*Your task*:
An exact copy of the data below is required; return it in full.

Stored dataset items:
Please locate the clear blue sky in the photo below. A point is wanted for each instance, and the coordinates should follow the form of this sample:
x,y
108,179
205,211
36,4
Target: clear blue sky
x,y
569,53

*Answer to the problem*:
Please locate the clear blue sky in the photo below. A point is wanted for each instance, and the coordinates should follow the form of this sample:
x,y
108,179
205,211
36,4
Target: clear blue sky
x,y
569,53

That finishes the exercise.